▶ Given problem: Repeat each entry as written, dropping any picture you find.

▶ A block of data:
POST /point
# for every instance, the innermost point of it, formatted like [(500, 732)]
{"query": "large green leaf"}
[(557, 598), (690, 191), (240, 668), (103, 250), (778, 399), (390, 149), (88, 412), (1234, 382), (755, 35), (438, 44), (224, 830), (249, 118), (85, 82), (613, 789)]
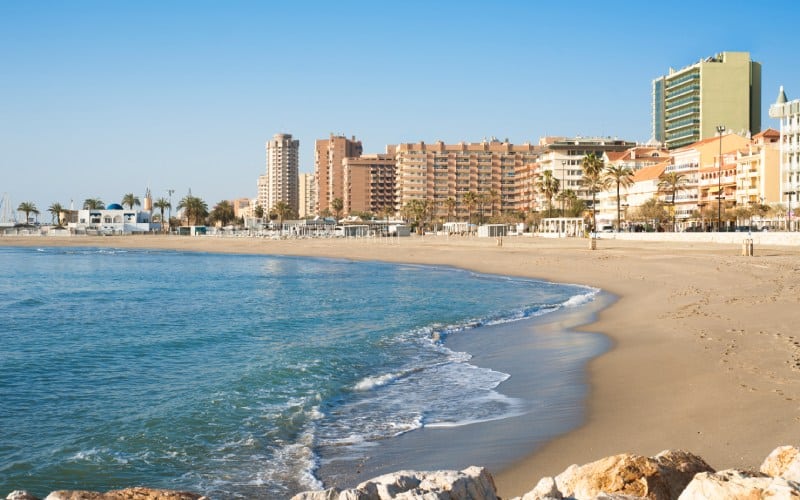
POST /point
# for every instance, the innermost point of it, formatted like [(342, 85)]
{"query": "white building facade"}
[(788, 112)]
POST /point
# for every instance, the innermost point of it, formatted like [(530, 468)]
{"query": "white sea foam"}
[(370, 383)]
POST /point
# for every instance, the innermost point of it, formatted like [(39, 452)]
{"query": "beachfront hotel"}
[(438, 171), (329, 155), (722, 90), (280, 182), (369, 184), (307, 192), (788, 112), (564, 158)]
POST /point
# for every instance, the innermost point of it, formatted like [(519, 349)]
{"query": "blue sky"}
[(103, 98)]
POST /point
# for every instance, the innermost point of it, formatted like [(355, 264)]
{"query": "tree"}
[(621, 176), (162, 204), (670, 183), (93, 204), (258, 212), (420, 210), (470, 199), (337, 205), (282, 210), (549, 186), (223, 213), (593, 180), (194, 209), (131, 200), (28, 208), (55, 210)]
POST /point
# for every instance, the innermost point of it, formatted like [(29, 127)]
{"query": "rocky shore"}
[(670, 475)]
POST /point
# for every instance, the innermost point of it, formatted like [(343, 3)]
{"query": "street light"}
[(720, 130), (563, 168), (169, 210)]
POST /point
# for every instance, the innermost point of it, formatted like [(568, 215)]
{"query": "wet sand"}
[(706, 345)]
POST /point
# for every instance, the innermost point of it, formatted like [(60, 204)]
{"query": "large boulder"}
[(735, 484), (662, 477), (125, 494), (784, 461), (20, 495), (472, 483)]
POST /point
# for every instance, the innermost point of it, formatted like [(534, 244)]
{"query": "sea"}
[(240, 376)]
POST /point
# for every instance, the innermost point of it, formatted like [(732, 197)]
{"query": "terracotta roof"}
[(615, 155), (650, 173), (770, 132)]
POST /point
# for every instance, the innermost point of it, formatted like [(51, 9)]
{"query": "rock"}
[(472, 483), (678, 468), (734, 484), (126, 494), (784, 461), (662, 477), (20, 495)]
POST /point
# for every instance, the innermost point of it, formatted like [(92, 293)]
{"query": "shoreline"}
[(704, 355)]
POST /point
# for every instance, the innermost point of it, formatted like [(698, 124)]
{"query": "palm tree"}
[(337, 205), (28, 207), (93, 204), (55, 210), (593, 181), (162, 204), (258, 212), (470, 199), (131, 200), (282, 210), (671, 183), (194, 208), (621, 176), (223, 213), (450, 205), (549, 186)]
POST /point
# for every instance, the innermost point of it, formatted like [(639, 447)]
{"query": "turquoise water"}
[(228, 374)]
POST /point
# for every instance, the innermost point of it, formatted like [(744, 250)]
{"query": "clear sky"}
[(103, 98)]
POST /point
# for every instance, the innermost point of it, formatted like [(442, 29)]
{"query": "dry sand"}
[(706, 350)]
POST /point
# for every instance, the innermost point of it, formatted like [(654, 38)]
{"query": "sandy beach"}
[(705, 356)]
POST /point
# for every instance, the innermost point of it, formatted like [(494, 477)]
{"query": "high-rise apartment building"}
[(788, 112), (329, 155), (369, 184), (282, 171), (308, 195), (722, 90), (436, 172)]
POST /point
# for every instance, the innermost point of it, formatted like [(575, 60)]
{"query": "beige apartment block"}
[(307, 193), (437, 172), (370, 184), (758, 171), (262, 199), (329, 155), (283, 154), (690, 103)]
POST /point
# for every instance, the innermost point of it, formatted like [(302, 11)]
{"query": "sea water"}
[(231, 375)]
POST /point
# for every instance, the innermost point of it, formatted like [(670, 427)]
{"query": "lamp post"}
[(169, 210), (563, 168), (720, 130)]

▶ Expected output:
POST /point
# for every instance, the innermost point of it, formatted like [(500, 732)]
{"query": "large green leaf"}
[(557, 598), (690, 191), (240, 668), (103, 250), (778, 399), (390, 149), (88, 412), (1234, 382), (755, 35), (438, 44), (224, 830), (249, 118), (85, 82), (613, 789)]
POST /point
# for every instance, the innermost point of it, formatted like [(342, 85)]
{"query": "white building facade"}
[(788, 112)]
POST /point
# for every instance, the innermost point of it, formatted like [(530, 468)]
{"query": "white sea foam"}
[(370, 383)]
POST /point
# for every instance, the innermost point of it, formatted like [(39, 452)]
{"query": "beachfront hotel"}
[(438, 171), (329, 155), (722, 90), (280, 182), (369, 184), (307, 192), (788, 112), (564, 158)]
POST /point
# for every instance, the innermost point of it, formatted like [(519, 349)]
{"query": "blue sky"}
[(103, 98)]
POST /point
# for every instance, the innermost point of it, formatted like [(355, 264)]
{"query": "tree"}
[(621, 176), (162, 204), (670, 183), (93, 204), (258, 212), (420, 210), (470, 199), (337, 205), (282, 210), (549, 186), (223, 213), (593, 180), (194, 209), (131, 200), (28, 208), (55, 210)]
POST /point
# for every instance, the innermost point of it, formatted like [(29, 127)]
{"query": "rocky shore"}
[(670, 475)]
POST /point
# for every instance, the innermost point of it, formatted like [(343, 3)]
{"query": "street light"}
[(720, 130), (563, 168), (169, 210)]
POST /point
# for every instance, the innermost point of it, formatted like [(568, 215)]
{"query": "wet sand"}
[(706, 345)]
POST /point
# for every instance, the innermost point of it, formatted like [(60, 204)]
{"query": "large boulder"}
[(735, 484), (662, 477), (125, 494), (784, 461), (20, 495), (472, 483)]
POST /point
# for every instance, the innermost point of it, formatted like [(534, 244)]
{"query": "sea"}
[(240, 376)]
POST /point
# for every instance, the innermost point of it, formatted like [(732, 197)]
{"query": "terracotta roof"}
[(615, 155), (650, 173), (770, 132)]
POST /point
# for every instance, the innermost point of it, formatted like [(51, 9)]
{"query": "rock"}
[(472, 483), (678, 468), (734, 484), (126, 494), (784, 461), (662, 477), (20, 495)]
POST /point
# for every instance, the innermost point of it, formatted like [(92, 293)]
{"query": "shoreline"}
[(704, 355)]
POST /point
# for every instance, the innermost point of it, formatted like [(698, 124)]
{"query": "palm tree"}
[(337, 205), (28, 207), (93, 204), (55, 210), (593, 181), (162, 204), (258, 212), (470, 199), (131, 200), (282, 210), (671, 183), (194, 208), (621, 176), (223, 213), (450, 205), (549, 186)]
POST /point
# for every instance, the innermost point of it, formatted like [(639, 447)]
{"query": "turquoise water"}
[(228, 374)]
POST /point
# for every instance, the innermost point of it, formatted like [(744, 250)]
{"query": "clear sky"}
[(103, 98)]
POST /point
# for every instance, the innermost point of it, formatted like [(442, 29)]
{"query": "dry sand"}
[(706, 350)]
POST /point
# for every instance, the innermost point of it, formatted like [(654, 38)]
{"query": "sandy beach"}
[(705, 356)]
POST /point
# for every instance, the innermost point of it, formatted like [(494, 477)]
{"query": "high-rise apartment building"}
[(788, 112), (329, 155), (369, 184), (282, 171), (308, 195), (722, 90), (436, 172)]
POST /point
# for every instance, the innermost point of it, formatted like [(575, 60)]
{"query": "beige apartment block"}
[(307, 193), (437, 172), (370, 184), (758, 171), (262, 199), (329, 155), (283, 154), (690, 103)]
POST /point
# for every instance, the innermost point of it, formatted like [(302, 11)]
{"query": "sea water"}
[(231, 375)]
POST /point
# for every instance, the innermost point of it, formatted like [(670, 427)]
{"query": "lamp post"}
[(169, 210), (563, 168), (720, 130)]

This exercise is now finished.